**PROBLEMS AND TASKS:**
(a) Reproduce the passage on the album Seize the Day starting at "Seize the Day is" and ending at "debut acting performance.", changing "Sony" to "Sony Music".
(b) Extend the passage on the album Seize the Day, beginning immediately after its final sentence.
— begin TEXT PASSAGE —
Studio album by Damien Dempsey
- Released: 16 May 2003
- Genre: Folk rock
- Length: 53:00
- Label: Clear
- Producer: John Reynolds

Damien Dempsey chronology
| They Don't Teach This Shit In School (2000) | Seize the Day (2003) | Shots (2005) |

= Seize the Day (album) =

Seize the Day is an album by Damien Dempsey released in Ireland in 2003 on Clear Records via Sony. In the UK, it was released via IRL and, in the US, it was released on Attack Records, a subsidiary of Sanctuary Records. In the UK and US, the title track was not hidden.

Two tracks – "Factories" and "Seize the Day" – appeared on the soundtrack to the Irish crime film Between the Canals, in which Dempsey made his debut acting performance.
— end TEXT PASSAGE —
— begin DATA ROWS —
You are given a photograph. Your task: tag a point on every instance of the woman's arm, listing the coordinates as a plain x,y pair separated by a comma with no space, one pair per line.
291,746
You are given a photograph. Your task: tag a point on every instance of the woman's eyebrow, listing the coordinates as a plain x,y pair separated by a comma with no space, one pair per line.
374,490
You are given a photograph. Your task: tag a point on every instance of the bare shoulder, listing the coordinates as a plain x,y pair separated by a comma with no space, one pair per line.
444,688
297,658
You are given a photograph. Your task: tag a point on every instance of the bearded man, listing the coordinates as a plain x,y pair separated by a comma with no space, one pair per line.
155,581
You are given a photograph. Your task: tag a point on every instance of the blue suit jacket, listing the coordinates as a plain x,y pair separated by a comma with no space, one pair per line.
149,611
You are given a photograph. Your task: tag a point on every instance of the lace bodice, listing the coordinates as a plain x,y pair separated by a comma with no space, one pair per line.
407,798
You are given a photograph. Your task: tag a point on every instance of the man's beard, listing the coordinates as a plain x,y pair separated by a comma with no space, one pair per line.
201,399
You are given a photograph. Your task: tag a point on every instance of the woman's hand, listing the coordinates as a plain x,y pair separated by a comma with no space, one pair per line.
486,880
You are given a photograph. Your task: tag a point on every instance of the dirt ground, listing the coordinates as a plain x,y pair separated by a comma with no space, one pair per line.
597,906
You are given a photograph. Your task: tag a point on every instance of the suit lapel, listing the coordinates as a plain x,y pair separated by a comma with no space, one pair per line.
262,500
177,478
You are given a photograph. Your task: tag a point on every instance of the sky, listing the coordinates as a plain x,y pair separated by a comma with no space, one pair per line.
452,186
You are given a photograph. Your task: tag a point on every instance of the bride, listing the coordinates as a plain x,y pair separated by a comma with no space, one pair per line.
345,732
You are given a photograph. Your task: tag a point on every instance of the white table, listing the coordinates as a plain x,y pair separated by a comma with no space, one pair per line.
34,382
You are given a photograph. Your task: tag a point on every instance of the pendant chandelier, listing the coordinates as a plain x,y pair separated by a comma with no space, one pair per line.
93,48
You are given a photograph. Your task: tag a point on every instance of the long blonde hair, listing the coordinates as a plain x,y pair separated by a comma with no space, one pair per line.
— end DATA ROWS —
**ANSWERS BELOW:**
(a)
Seize the Day is an album by Damien Dempsey released in Ireland in 2003 on Clear Records via Sony Music. In the UK, it was released via IRL and, in the US, it was released on Attack Records, a subsidiary of Sanctuary Records. In the UK and US, the title track was not hidden.

Two tracks – "Factories" and "Seize the Day" – appeared on the soundtrack to the Irish crime film Between the Canals, in which Dempsey made his debut acting performance.

(b)
Professional ratings
Review scores
| Source | Rating |
| AllMusic |  |

==Track listing==
1. "Negative Vibes" – 4:44
2. "Ghosts of Overdoses" – 4:41
3. "It's All Good" – 4:21
4. "Factories" – 5:17
5. "Jar Song" – 5:03
6. "Celtic Tiger" – 5:13
7. "Apple of My Eye" – 3:43
8. "Industrial School" – 5:27
9. "Great Gaels of Ireland" – 5:21
10. "Marching Season Siege" – 3:24
11. "Seize the Day" (hidden track) – 4:12

The tracks "Celtic Tiger", "It's All Good" and "Negative Vibes" feature backing vocals by Sinéad O'Connor.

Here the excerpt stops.